O  Comando  francês  recusa-se  a  dar  importância  a  esses  ensinamentos  da  campanha  da  Polônia  -  Kriegspiel,  na realidade.  Os  oficiais  que  empreenderam  seus  estudos  estão  discretamente  desencorajados.  O  Troisieme  Bureau, autoridade  decisiva,  declara  que  não  se  poderia  tomar  o  que  se  passara  na  Polônia  como  base  de  instrução  do  Exército francês  durante  o  inverno.  As  condições  são  por  demais  diferentes.  Na  Polônia,  a  Alemanha  enfrentara  um  exército primitivo,  mediocremente  comandado,  mediocremente  equipado,  constrangido  a  guarnecer  frentes  desproporcionadas,  em terreno  desprovido  de  qualquer  organização  defensiva.  Na  França,  está  enfrentando  um  exército  moderno,  comandado  por um  discípulo  de  Joffre,  soberbamente  equipado,  instalado  num  campo  de  batalha  bem  dividido  e  bem  isolado,  apoiado  no sistema  de  fortificações  mais  poderoso  jamais  construído:  a  Linha  Maginot.

A  maior  prova  de  que  nada  existe  de  comum  entre  as  duas  situações  é  que  Hitler  não  ataca.  Ele  se  atirara  sobre  a Polônia.  Diante  da  França,  espera.

A  chuva  põe  Hitler  em  xeque:

A  primeira  ordem  de  ataque  contra  o  exército  comandado,  equipado,  instalado,  fortificado,  “maginotado”,  fora  assinada a  27  de  outubro,  pelo  Fuhrer.  A  ofensiva  deveria  se  iniciar  a  12  de  novembro,  15  minutos  antes do  sol  nascer.

### Tarefas obrigatórias
a) Liste os termos que qualificam o exército na frase do trecho sobre a primeira ordem de ataque assinada pelo Fuhrer.
b) Traduza para o inglês esta frase do trecho: "A maior prova de que nada existe de comum entre as duas situações é que Hitler não ataca."

### Material fornecido
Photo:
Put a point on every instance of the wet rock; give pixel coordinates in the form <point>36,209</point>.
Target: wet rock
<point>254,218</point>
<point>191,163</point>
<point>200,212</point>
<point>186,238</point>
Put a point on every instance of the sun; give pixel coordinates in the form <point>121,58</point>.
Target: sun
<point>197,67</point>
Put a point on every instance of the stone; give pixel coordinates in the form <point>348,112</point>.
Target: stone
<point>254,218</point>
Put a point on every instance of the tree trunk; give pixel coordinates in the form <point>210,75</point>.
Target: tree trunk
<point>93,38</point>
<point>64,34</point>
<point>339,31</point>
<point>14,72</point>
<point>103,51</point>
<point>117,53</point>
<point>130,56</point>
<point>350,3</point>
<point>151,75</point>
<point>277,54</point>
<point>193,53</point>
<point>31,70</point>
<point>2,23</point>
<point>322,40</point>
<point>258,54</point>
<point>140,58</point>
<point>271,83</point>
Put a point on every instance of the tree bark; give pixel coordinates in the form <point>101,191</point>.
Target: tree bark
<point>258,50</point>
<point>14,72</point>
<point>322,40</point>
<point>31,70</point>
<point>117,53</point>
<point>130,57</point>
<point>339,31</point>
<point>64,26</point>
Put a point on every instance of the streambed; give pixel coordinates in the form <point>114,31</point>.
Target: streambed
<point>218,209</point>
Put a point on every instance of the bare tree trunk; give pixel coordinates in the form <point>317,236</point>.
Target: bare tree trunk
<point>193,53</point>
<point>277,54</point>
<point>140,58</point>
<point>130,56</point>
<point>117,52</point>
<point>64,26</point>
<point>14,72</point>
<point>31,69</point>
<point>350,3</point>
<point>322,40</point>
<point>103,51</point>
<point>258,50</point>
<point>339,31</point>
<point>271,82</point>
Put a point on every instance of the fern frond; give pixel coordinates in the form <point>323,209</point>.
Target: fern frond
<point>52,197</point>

### Respostas aos exercícios
a)
comandado
equipado
instalado
fortificado
“maginotado”

b) The greatest proof that there is nothing in common between the two situations is that Hitler does not attack.